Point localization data

++++++++++

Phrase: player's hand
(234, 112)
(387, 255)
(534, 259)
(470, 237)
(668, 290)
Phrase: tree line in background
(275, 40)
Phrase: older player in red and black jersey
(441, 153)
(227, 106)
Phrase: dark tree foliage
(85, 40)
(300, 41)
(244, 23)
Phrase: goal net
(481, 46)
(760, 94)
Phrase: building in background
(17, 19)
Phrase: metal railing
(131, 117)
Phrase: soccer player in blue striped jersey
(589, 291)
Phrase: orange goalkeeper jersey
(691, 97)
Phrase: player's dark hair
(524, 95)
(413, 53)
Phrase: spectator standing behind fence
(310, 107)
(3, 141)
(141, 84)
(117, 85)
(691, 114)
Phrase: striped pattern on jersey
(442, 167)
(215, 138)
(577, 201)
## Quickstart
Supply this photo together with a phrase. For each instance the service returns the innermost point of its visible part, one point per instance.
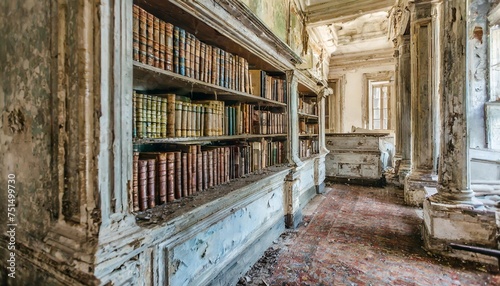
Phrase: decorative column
(424, 105)
(453, 214)
(404, 104)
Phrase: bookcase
(204, 113)
(308, 124)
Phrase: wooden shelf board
(147, 77)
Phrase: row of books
(308, 128)
(308, 147)
(268, 86)
(162, 177)
(165, 46)
(170, 115)
(307, 107)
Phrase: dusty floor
(360, 236)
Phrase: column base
(460, 224)
(414, 189)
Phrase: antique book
(185, 178)
(143, 36)
(176, 47)
(135, 33)
(170, 47)
(199, 169)
(182, 51)
(150, 37)
(170, 195)
(162, 44)
(171, 115)
(178, 174)
(143, 184)
(135, 181)
(156, 41)
(187, 55)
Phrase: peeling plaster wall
(477, 70)
(26, 148)
(353, 113)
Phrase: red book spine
(178, 175)
(185, 189)
(170, 176)
(143, 184)
(135, 181)
(199, 175)
(151, 183)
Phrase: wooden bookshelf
(147, 77)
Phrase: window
(380, 92)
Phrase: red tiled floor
(366, 236)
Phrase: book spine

++++++++++

Output the records verbatim, every one of them, and keep the pictures out.

Phrase: player's hand
(234, 112)
(387, 255)
(534, 259)
(470, 237)
(668, 290)
Phrase: tree line in background
(275, 40)
Phrase: older player in red and black jersey
(441, 153)
(227, 106)
Phrase: dark tree foliage
(85, 40)
(300, 41)
(244, 23)
Phrase: goal net
(481, 46)
(760, 94)
Phrase: building in background
(17, 19)
Phrase: metal railing
(131, 117)
Phrase: soccer player in blue striped jersey
(589, 291)
Phrase: orange goalkeeper jersey
(691, 97)
Phrase: player's dark hair
(524, 95)
(413, 53)
Phrase: spectator standing behind fence
(310, 107)
(3, 141)
(141, 84)
(117, 85)
(691, 114)
Phrase: striped pattern on jersey
(442, 167)
(215, 138)
(577, 201)
## Quickstart
Supply this photo together with a phrase. For each instance the service returns the innermost point of its visible part, one point per instance.
Phrase: decorative column
(424, 105)
(453, 214)
(404, 104)
Phrase: bookcase
(204, 113)
(308, 124)
Phrase: wooden shelf board
(147, 77)
Phrase: row of books
(308, 128)
(308, 147)
(268, 86)
(162, 177)
(165, 46)
(170, 115)
(307, 107)
Phrase: dusty floor
(360, 236)
Phrase: column base
(460, 224)
(414, 189)
Phrase: antique book
(185, 178)
(143, 36)
(176, 47)
(135, 33)
(170, 47)
(199, 169)
(182, 51)
(150, 37)
(170, 195)
(162, 44)
(171, 115)
(178, 174)
(143, 184)
(135, 181)
(156, 41)
(187, 55)
Phrase: peeling plaster wall
(477, 70)
(26, 148)
(353, 113)
Phrase: red book spine
(178, 175)
(185, 189)
(170, 176)
(143, 184)
(135, 181)
(199, 175)
(151, 183)
Phrase: wooden bookshelf
(147, 77)
Phrase: window
(380, 92)
Phrase: red tiled floor
(366, 236)
Phrase: book spine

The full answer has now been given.